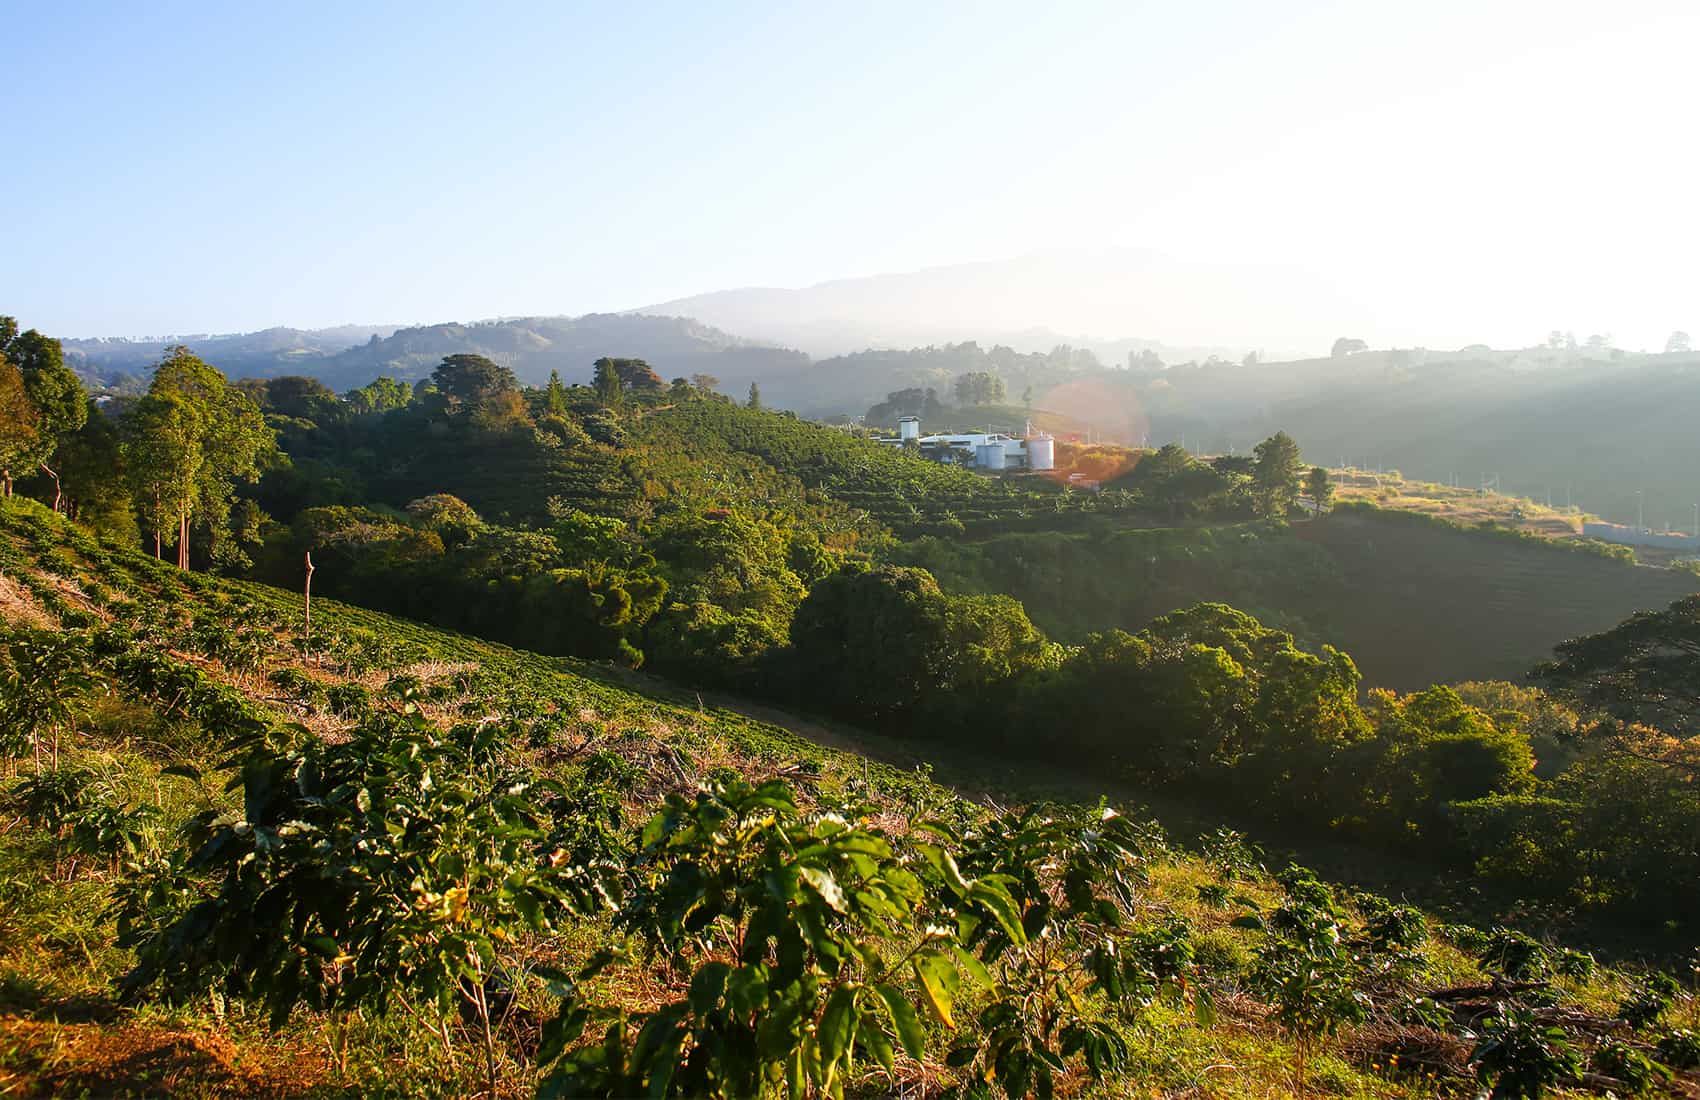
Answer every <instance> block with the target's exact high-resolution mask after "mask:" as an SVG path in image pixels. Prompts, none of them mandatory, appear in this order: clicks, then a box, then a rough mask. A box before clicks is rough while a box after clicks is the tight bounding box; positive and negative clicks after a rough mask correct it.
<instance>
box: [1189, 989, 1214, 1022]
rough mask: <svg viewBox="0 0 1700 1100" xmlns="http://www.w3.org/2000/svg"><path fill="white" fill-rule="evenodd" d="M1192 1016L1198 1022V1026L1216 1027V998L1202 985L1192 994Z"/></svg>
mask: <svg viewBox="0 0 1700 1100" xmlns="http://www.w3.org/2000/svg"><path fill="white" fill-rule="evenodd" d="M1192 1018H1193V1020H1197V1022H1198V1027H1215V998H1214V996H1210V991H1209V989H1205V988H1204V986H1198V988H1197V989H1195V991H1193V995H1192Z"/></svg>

☆ ☆ ☆ ☆ ☆ ☆ ☆

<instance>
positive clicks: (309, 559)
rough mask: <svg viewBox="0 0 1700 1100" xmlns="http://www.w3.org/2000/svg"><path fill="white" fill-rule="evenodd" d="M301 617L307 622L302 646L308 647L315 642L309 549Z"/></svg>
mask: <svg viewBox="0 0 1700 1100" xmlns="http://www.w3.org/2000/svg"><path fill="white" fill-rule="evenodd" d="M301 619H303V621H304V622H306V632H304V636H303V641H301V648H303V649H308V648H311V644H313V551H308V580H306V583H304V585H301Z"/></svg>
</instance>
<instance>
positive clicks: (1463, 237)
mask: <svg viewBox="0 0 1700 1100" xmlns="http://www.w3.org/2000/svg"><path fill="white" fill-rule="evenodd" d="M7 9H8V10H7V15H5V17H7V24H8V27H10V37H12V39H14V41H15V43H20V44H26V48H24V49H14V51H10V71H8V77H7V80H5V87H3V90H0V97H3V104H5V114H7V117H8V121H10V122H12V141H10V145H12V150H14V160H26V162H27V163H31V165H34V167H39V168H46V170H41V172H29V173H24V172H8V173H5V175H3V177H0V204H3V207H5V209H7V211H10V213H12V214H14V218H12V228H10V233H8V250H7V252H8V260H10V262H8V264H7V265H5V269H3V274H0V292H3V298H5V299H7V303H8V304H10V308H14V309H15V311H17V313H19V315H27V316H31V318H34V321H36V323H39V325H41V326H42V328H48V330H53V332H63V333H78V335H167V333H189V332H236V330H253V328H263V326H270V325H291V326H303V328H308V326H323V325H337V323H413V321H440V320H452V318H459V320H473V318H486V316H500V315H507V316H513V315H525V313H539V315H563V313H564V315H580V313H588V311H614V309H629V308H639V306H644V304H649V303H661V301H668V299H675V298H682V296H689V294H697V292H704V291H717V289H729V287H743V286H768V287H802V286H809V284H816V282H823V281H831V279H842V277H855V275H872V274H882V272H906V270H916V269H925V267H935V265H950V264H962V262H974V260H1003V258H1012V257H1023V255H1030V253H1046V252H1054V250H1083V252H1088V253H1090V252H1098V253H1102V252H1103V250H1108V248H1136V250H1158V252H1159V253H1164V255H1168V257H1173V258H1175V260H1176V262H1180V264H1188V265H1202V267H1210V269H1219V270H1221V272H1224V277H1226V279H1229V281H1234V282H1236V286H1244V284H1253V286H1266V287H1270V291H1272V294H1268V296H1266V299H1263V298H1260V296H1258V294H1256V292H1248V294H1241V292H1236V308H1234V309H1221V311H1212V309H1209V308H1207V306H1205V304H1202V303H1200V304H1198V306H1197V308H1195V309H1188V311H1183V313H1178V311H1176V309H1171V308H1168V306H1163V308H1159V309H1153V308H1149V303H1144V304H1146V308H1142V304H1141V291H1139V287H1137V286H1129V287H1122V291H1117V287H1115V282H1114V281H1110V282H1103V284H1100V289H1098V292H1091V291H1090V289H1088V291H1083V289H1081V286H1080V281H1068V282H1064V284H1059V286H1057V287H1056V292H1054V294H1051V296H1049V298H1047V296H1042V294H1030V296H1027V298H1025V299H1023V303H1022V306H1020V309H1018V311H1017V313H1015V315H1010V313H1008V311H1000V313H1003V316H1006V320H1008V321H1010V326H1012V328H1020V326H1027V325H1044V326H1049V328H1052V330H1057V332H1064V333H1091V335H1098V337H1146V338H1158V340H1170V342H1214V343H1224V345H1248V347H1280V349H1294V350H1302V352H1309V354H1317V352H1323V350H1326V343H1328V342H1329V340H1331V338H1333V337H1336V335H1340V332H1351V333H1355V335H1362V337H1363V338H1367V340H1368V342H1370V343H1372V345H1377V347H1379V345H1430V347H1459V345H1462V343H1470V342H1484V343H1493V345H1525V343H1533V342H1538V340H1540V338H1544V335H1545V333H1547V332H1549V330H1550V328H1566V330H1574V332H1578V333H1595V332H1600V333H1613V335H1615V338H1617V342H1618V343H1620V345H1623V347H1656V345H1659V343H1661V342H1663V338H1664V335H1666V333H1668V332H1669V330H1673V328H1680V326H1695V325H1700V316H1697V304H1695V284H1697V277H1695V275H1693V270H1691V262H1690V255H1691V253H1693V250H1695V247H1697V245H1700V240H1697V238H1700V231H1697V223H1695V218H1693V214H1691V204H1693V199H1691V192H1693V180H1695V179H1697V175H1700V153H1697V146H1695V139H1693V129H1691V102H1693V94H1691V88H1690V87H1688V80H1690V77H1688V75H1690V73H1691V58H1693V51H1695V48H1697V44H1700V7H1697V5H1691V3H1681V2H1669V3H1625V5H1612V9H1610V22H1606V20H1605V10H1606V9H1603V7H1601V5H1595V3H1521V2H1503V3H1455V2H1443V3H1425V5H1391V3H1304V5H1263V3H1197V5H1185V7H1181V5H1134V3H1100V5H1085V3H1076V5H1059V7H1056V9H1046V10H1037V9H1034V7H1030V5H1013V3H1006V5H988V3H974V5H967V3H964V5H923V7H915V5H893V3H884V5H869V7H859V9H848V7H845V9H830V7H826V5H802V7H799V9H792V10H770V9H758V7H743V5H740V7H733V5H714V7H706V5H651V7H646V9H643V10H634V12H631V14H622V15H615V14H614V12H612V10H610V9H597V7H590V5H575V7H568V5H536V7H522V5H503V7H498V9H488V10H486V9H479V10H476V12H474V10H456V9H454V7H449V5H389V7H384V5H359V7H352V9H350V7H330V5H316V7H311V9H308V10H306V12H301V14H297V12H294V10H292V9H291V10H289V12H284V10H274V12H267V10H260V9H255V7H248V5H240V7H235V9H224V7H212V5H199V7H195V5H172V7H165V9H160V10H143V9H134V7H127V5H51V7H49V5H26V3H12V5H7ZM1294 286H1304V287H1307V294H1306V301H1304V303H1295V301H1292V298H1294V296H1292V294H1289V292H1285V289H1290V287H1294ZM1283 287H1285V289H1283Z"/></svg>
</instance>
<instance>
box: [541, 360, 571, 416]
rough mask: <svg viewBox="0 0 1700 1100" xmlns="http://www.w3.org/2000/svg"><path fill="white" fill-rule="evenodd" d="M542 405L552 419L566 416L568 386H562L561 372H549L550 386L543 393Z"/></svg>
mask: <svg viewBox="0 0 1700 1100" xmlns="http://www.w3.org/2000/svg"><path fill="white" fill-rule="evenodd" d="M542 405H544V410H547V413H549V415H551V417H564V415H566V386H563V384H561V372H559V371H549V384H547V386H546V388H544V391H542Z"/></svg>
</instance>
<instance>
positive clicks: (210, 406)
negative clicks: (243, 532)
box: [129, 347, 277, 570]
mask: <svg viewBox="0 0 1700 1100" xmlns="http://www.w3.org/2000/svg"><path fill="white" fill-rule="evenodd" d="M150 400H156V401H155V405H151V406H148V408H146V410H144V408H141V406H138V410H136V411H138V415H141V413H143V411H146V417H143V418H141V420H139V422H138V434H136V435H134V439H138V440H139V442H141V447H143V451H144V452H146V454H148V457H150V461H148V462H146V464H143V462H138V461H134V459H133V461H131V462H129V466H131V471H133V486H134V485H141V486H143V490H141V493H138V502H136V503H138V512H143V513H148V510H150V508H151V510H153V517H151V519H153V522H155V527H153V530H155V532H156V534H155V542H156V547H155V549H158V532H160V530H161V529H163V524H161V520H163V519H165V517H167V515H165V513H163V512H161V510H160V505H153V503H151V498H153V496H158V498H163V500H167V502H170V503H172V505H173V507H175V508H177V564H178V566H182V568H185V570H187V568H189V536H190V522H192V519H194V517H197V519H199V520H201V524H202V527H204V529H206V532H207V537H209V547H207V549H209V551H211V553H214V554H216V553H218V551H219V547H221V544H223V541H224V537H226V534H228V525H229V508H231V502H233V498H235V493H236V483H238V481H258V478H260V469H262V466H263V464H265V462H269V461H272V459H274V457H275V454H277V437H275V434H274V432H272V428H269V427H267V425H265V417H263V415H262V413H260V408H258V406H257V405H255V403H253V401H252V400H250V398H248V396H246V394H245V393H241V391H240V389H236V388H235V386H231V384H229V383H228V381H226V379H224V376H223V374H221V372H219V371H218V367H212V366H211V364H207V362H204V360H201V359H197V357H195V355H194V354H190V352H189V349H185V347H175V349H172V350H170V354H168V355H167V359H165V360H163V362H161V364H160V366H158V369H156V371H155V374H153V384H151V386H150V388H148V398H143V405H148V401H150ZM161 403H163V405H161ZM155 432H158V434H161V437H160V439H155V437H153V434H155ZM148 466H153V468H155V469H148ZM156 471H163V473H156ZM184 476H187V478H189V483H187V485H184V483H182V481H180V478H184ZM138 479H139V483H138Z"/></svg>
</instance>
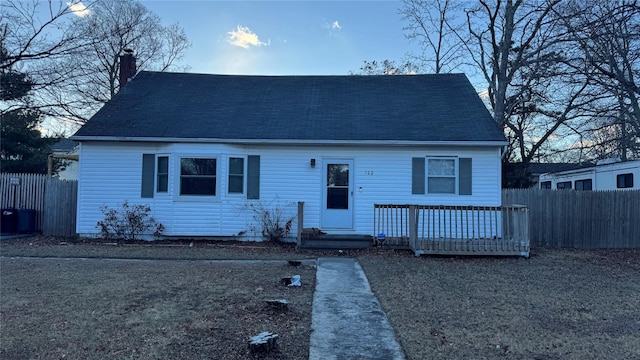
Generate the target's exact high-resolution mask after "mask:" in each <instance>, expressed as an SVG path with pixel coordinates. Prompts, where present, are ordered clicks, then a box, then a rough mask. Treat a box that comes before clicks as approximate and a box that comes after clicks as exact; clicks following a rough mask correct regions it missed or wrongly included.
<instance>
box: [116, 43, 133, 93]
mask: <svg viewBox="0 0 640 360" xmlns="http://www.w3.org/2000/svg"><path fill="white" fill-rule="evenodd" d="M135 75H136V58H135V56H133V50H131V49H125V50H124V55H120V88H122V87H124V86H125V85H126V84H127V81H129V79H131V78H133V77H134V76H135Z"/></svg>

☆ ☆ ☆ ☆ ☆ ☆ ☆

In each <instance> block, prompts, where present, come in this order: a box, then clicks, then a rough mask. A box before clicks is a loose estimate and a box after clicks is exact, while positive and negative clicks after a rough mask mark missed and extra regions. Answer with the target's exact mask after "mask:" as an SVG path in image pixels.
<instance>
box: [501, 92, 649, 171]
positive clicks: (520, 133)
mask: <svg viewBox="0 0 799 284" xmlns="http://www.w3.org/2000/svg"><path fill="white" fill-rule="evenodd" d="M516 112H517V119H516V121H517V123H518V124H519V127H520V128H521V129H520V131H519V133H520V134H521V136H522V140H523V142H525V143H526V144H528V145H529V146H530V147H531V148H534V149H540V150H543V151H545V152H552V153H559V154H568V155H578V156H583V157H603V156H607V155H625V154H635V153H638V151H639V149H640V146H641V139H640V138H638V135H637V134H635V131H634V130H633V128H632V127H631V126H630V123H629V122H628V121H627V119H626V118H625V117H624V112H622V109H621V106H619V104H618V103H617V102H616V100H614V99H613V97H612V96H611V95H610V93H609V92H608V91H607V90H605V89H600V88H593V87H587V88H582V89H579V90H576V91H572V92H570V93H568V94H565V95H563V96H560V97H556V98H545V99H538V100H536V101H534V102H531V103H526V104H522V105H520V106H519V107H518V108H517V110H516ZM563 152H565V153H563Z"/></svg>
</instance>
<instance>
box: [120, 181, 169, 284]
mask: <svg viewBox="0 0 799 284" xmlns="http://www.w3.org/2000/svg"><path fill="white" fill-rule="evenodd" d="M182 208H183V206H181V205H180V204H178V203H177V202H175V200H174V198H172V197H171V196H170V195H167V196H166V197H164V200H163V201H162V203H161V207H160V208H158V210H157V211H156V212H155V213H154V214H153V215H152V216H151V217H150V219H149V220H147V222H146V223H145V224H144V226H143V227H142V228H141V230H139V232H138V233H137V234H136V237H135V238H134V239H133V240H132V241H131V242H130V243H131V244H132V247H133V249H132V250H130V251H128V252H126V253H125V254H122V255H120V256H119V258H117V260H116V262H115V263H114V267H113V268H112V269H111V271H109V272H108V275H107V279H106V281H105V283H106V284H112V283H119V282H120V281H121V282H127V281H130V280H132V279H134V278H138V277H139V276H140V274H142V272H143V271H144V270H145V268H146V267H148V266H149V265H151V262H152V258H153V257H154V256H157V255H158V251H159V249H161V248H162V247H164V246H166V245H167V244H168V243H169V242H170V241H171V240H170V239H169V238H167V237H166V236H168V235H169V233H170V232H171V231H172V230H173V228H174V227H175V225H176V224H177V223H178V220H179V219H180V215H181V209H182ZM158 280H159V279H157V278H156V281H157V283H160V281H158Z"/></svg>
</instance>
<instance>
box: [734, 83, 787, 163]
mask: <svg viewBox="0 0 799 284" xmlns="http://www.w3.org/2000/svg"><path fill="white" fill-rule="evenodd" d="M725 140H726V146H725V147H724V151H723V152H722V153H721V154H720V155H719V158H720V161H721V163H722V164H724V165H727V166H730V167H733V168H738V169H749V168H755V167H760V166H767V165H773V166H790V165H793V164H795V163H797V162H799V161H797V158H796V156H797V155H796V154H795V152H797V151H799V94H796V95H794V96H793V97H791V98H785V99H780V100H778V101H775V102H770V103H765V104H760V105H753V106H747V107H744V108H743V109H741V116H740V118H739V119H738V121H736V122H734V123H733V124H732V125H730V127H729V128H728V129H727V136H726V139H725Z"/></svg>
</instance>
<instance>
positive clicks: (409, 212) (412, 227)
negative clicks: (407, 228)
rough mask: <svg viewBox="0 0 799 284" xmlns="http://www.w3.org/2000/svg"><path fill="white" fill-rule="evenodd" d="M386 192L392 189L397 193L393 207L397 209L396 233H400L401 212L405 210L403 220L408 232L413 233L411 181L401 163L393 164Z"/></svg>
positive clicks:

☆ ☆ ☆ ☆ ☆ ☆ ☆

Find each line in the listing above that contains "resolution", and copy that line.

Answer every <instance> block with the target's exact high-resolution mask after "mask:" as an SVG path in image pixels. Prompts, none of them mandatory, appear in this order: clicks, then a box, then a rough mask. A box before clicks is rough while a box after clicks is the tight bounding box; positive and negative clicks after a rough mask correct it.
Generate the target's exact high-resolution mask after "mask:" in each <instance>, expressed as an SVG path with pixel coordinates. Prompts, where present, are ordered clicks, then a box, then a rough mask. Treat a box that comes before clicks as approximate and a box that comes after clicks as exact; clicks following a rough mask correct regions it missed or wrongly included.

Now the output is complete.